**YOUR TASK**
Count the lines below that contain the string "white", and reply with only that number.
↓
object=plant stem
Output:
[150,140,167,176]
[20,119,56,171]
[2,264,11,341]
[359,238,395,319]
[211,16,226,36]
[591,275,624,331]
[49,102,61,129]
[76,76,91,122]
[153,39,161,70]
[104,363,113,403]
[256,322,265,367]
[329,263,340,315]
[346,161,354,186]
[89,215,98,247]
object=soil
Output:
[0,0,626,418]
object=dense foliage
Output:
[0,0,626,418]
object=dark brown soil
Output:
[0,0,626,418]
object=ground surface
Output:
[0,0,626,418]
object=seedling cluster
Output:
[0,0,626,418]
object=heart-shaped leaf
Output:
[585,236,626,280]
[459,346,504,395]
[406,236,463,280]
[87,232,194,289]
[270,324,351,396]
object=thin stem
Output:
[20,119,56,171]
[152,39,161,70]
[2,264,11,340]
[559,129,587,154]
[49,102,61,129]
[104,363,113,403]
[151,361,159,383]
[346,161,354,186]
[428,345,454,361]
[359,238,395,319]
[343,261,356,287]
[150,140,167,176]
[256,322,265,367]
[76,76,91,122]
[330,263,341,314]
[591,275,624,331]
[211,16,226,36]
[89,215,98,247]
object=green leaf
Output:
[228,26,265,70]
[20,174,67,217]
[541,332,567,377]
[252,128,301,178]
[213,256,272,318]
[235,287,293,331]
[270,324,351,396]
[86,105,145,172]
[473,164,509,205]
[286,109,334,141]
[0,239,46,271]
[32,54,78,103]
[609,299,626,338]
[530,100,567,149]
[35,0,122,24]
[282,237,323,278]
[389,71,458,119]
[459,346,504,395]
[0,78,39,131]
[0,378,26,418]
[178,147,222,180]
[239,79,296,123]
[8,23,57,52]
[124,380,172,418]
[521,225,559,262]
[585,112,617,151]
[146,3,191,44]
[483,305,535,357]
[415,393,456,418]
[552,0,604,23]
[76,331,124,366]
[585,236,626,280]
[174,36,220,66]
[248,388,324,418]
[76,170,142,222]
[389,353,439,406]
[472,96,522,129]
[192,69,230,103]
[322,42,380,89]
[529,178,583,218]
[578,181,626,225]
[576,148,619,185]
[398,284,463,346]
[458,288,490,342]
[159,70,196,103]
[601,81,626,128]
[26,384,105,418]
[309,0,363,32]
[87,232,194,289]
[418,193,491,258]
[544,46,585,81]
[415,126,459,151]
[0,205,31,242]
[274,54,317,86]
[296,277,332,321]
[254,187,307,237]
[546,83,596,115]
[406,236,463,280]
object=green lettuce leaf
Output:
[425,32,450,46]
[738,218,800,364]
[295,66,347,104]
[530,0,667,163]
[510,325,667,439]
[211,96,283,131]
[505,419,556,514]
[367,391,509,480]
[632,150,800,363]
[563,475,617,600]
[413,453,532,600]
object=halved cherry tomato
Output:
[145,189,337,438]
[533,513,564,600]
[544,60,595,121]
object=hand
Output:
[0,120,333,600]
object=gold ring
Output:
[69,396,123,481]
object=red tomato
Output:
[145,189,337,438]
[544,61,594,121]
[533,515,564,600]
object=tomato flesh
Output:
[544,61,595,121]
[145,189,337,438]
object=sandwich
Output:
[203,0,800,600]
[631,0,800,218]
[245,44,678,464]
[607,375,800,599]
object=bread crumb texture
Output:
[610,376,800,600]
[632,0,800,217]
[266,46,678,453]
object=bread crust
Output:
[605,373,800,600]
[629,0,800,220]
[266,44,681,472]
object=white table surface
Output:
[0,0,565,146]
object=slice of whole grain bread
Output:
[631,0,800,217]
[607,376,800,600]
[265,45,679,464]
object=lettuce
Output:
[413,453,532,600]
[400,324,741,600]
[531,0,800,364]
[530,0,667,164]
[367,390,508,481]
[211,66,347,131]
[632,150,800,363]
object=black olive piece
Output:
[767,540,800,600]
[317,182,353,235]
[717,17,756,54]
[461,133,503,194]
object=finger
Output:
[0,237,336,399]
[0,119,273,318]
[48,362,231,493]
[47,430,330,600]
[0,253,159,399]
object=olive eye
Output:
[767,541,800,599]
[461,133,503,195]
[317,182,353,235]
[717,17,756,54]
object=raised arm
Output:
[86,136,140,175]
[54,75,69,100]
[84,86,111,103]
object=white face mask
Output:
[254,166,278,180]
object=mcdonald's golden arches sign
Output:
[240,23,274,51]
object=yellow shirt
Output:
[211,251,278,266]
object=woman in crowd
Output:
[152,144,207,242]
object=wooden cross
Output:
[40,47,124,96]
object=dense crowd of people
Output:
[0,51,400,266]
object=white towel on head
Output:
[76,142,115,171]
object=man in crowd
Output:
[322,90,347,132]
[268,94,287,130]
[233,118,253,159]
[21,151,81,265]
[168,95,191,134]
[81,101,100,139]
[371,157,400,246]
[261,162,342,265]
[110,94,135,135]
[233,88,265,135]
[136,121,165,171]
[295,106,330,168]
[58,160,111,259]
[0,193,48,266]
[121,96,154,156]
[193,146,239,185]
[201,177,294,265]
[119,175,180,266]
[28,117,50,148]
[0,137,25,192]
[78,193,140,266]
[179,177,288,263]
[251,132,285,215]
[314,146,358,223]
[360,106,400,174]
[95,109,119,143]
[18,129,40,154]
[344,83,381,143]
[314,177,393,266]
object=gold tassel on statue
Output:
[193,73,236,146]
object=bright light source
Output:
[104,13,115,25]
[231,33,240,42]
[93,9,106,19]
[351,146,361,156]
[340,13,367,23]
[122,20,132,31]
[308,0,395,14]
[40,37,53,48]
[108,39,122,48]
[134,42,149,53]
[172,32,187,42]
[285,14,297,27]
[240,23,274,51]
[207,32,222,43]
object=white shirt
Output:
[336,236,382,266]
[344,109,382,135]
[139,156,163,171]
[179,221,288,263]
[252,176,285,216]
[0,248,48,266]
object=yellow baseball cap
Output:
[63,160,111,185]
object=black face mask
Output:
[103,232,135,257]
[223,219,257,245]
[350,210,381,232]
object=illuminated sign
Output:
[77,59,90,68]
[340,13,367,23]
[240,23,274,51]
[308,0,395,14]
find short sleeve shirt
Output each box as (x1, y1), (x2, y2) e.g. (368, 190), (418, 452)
↑
**EXERCISE RESULT**
4